Consigne: Pouvez-vous reprendre le passage de l'article sur l'image de Dieu qui va de "Quand vous êtes" jusqu'à "rien devant lui.", en rebaptisant "Karnak" en "Louxor" ?

Il est évident que ce Dieu-là, inconnu de la plupart des gens, ce Dieu-là ne ferait pas difficulté. Ce qui constitue l’obstacle, c’est ce Dieu, ce Dieu de la tribu, ce Dieu qui a une figure de monarque suprême, ce Dieu qui tire les fils de l’histoire, ce Dieu dont nous sommes les sujets, ce Dieu devant lequel nous avons à nous anéantir, ce Dieu qui veut être notre juge. Et tous ces attributs, finalement, ne sont que des projections, des projections, des dépendances qui règnent dans la cité humaine.

A mesure que la Cité devient plus complexe, à mesure que la civilisation matérielle et intellectuelle se développe, le pouvoir gagne en extension, en profondeur, en majesté. Et les grandes civilisations se sont constituées autour de puissantes monarchies où le monarque faisait plus ou moins figure de dieu et où le peuple était simplement le repoussoir de sa majesté et devait naturellement illustrer, par sa dépendance, l’étendue du pouvoir souverain.

Quand vous êtes à Karnak devant les monuments égyptiens où vous retrouvez à chaque instant la scène de l’instauration monarchique ou de l’intronisation pharaonique plus exactement, cette scène qui est multipliée à des centaines d’exemplaires, vous avez très nettement l’impression que il s’agit là en effet d’une initiative, ou d’une initiation divine et que le pharaon, conçu comme une divinité, ne peut que régner sur la poussière de ses sujets en affirmant sa toute-puissance ; et le protocole d’ailleurs dans lequel on s’adresse à lui, agenouillent en effet, dans la poussière ses sujets qui ne sont rien devant lui.

C’est à l’instar, finalement, de ces monarchies que l’on a dessiné le visage de Dieu dont on a fait un monarque suprême entouré d’une cour qui ne cesse de le louer, comme il revendique d’ailleurs de ses sujets terrestres le tribut de l’adoration, de la louange et de la prière.

Toute cette figuration qui s’est concrétisée dans les livres de l’Ancien Testament, dans l’histoire d’un peuple qui a considéré Dieu comme son souverain, qui l’a quelque peu monopolisé d’ailleurs à cet effet en se croyant le peuple élu, toutes ces représentations sont venues jusqu’à nous. Elles ont passé dans le christianisme et nous n’en sommes pas encore dégagés. Et il est de toute évidence que de telles conceptions s’accommodent très mal de l’expérience mystique, s’inscrivent très difficilement dans l’expérience mystique qui est elle-même une expérience essentiellement libératrice.

Données affichées:
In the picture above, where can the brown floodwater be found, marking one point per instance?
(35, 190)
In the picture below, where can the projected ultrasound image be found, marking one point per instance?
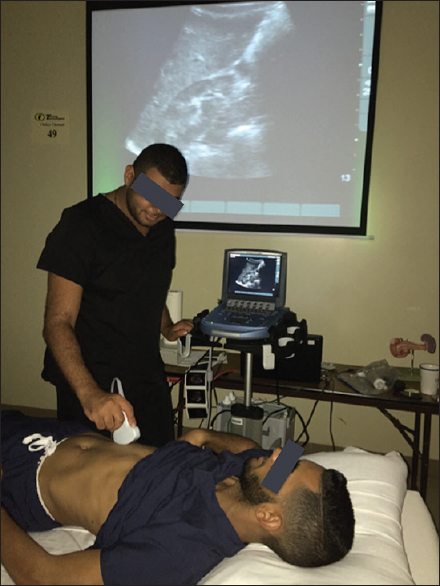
(253, 275)
(207, 98)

Corrigé détaillé:
Quand vous êtes à Louxor devant les monuments égyptiens où vous retrouvez à chaque instant la scène de l’instauration monarchique ou de l’intronisation pharaonique plus exactement, cette scène qui est multipliée à des centaines d’exemplaires, vous avez très nettement l’impression que il s’agit là en effet d’une initiative, ou d’une initiation divine et que le pharaon, conçu comme une divinité, ne peut que régner sur la poussière de ses sujets en affirmant sa toute-puissance ; et le protocole d’ailleurs dans lequel on s’adresse à lui, agenouillent en effet, dans la poussière ses sujets qui ne sont rien devant lui.